> [Exercise 1]: In the Monk episode transcript, how does Gordo say he has managed to retire at 46?
> [Exercise 2]: In the Monk episode transcript, why is Gordo sure that Pablo Ortiz is the killer? Answer in one to three sentences.
> [Exercise 3]: Write what comes next in the Monk episode transcript, starting after its final line.

> [Passage to read]:

-=-=-=-=-

Mr. Monk Goes to a Fashion Show [4.10]
- [Monk, Natalie, Stottlemeyer and Disher are looking over the evidence from the Clea Vance murder case at the crime lab]
- Howard "Gordo" Gordon: The dead model, right? I remember this case; I did the work on this one myself. Is there any new evidence?
- Captain Leland Stottlemeyer: No. Monk met the killer's mother.
- Lt. Randall Disher: She's a shirt inspector.
- Natalie Teeger: She swears he's innocent.
- Howard "Gordo" Gordon: Oh, I know. That's the toughest part of the job: the mothers crying and pleading. That's one thing I'm not going to miss!
- Captain Leland Stottlemeyer: Where are you going?
- Howard "Gordo" Gordon: Didn't you hear? I'm retiring! There's a party for me on Friday if you want to come.
- Lt. Randall Disher: Cool, absolutely! I'm there!
- Captain Leland Stottlemeyer: You're retiring? How old are you?
- Howard "Gordo" Gordon: 46.
- Captain Leland Stottlemeyer: [in disbelief] Did you win the lottery?
- Howard "Gordo" Gordon: No, I've been investing. Real estate. What have you been doing with your savings?
- Captain Leland Stottlemeyer: Uhhhhhhhhhhh, eating. You know, I need to talk to my accountant.
- Natalie Teeger: What, you have an accountant?
- Captain Leland Stottlemeyer: Nope. I'm going to have to go find an accountant, then I'm going to talk to him.
- Adrian Monk: There's something wrong with this picture. [He's looking at the crime scene photo of Clea Vance's body]
- Captain Leland Stottlemeyer: What?
- Adrian Monk: I don't know. But it's something. [Natalie picks up the evidence bag containing Clea Vance's shoes]
- Natalie Teeger: So these are her shoes?
- Howard "Gordo" Gordon: That's right. See this blood, and this hair and these fibers? They all belong to Pablo Ortiz. It's a slam dunk.
- Captain Leland Stottlemeyer: Yeah, I don't see any wiggle room here. Do you?
- Howard "Gordo" Gordon: Nah, we got the right man. People lie. People lie all the time, but DNA? Tsk, it never lies.
- Adrian Monk: I'm thinking--I'm thinking maybe he's not the guy.
- Natalie Teeger: You see there's this exit door-
- Captain Leland Stottlemeyer: Look, I heard about the exit door.
- Adrian Monk: Right there!
- Captain Leland Stottlemeyer: Look, Monk, I'd follow you anywhere but I've got four cases on my plate right now. But you have fun. Knock yourself out. Thanks, Gordo.

-=-=-=-=-

> [Records shown]:
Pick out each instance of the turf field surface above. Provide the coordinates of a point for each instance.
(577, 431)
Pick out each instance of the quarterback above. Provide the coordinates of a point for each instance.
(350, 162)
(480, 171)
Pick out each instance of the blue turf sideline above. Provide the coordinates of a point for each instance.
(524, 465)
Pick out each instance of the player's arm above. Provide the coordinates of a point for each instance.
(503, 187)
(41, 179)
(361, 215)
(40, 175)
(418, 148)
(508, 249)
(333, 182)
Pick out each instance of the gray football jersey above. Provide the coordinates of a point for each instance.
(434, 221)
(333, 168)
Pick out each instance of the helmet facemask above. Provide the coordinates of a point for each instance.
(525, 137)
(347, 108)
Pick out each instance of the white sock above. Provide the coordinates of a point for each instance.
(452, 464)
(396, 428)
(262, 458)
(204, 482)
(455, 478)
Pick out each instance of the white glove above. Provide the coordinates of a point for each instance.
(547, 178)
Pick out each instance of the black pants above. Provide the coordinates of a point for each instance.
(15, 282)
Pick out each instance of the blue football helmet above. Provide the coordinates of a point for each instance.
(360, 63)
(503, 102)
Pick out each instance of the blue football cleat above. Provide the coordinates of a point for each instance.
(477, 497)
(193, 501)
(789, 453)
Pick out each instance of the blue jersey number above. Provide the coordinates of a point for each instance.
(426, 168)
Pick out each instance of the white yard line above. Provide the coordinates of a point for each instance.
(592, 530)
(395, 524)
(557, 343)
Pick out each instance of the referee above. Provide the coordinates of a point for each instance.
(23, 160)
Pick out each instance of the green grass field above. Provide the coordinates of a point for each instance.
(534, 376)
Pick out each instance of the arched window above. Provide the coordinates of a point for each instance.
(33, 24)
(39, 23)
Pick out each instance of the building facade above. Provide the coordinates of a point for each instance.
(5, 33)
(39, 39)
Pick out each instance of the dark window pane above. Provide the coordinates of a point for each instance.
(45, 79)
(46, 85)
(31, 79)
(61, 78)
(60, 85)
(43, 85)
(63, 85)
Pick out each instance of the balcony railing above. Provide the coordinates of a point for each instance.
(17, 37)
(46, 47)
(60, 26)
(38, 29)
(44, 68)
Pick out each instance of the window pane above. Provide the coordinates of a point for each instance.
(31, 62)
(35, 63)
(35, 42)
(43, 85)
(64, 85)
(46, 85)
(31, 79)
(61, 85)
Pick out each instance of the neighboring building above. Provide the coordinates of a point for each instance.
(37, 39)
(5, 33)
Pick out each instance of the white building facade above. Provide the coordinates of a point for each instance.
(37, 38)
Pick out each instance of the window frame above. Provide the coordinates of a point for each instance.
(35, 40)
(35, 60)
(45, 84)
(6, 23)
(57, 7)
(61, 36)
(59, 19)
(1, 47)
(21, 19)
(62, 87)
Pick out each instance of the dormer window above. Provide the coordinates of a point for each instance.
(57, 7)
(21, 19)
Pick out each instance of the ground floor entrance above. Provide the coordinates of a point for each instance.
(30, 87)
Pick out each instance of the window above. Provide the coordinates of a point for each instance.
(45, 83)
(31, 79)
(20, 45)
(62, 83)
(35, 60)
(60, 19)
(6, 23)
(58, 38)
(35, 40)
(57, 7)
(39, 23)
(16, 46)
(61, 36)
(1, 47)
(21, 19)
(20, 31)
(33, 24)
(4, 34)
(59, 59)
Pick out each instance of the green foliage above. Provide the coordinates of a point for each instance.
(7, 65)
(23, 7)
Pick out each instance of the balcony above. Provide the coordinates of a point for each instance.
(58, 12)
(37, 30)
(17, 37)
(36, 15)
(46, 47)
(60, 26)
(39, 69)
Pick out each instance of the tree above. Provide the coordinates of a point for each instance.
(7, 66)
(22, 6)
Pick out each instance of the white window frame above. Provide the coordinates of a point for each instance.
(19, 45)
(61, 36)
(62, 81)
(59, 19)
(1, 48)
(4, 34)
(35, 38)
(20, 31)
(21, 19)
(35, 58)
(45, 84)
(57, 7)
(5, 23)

-=-=-=-=-

> [Answer box 1]: He says he has been investing in real estate.

> [Answer box 2]: The blood, hair and fibers found on Clea Vance's shoes all belong to Pablo Ortiz. Gordo holds that people lie all the time but DNA never lies, so he considers the case a slam dunk.

> [Answer box 3]:
- Lt. Randall Disher: See you at the party! [Stottlemeyer and Disher depart while Monk and Natalie continue to look at the file]
- Adrian Monk: Here's the statement from that Natasia Zorelle. She was the victim's roommate. Let's start with her. [Randy comes back in to grab the magazine he'd left behind]
- Lt. Randall Disher: Did you just say you were, uh, going to go and talk to Natasia Zorelle?
- Captain Leland Stottlemeyer: The supermodel? [Randy holds up the magazine cover, on which there is a picture of Natasia modeling a swimsuit]
- Adrian Monk: Is that her?
- Lt. Randall Disher: [looks at the cover] Yeah, actually, I've got the rest of the day off. I should probably go with you guys.
- Captain Leland Stottlemeyer: You know, I think I'll come along, too. In the interest of, uh...
- Natalie Teeger: Justice?
- Captain Leland Stottlemeyer: Yeah. Justice.
- [Monk, Natalie, Stottlemeyer and Disher visit Hodge's fashion house to talk to him. Hodge advances on Natalie]
- Julian Hodge: If you're going to rob me, you should bring a gun.
- Natalie Teeger: Pardon me?
- Julian Hodge: The blouse. It's a knock-off of one of my designs.
- Natalie Teeger: Oh. It is? I didn't know.
- Julian Hodge: Of course. That's not the real crime. The real crime is how you look in it.
- Natalie Teeger: [after Hodge insults her outfit] He did it!
- Adrian Monk: Natalie, he's not even a suspect!
- Natalie Teeger: Damn!
- [Natalie, wearing a black dress and sunglasses, approaches Randy, who is standing with one foot on a rock, his elbow on his knee, and his head on his fist, gazing off over the water]
- Natalie Teeger: What are you doing?
- Lt. Randall Disher: Standing. This is how I stand. What are you wearing?
- Natalie Teeger: Clothes. This is how I dress.
- Lt. Randall Disher: This is how I stand.
- Natalie Teeger: This is how I dress.
- [Natasia Zorelle has been discovered dead in her apartment. Gordo is dusting a glass for fingerprints when Monk, Natalie, Stottlemeyer and Disher come in]
- Captain Leland Stottlemeyer: How's it look, Gordo?
- Howard "Gordo" Gordon: Oh, looks like suicide. Smells like suicide. Primary's on suicide. [points to some bottles lying next to the body] She drained two of those bottles and around 30 sleeping pills.
- Captain Leland Stottlemeyer: Were those prescription?
- Howard "Gordo" Gordon: Probably not.
- Captain Leland Stottlemeyer: [to Randy] We'll check with her doctor. Make a note.
- Lt. Randall Disher: I'll remember. [Randy is wearing an expensive suit, due to Hodge's comment about his attitude getting way over his head]
- Captain Leland Stottlemeyer: Where's your notebook?
- Lt. Randall Disher: Oh, I didn't bring it. It's an Italian suit, it was ruining the lining. But don't worry. [points to his head] I'll remember it. [He gazes at a mirror and tries to readjust the lining. Natalie steps in front of him and blocks his view]
- Natalie Teeger: Am I in your way?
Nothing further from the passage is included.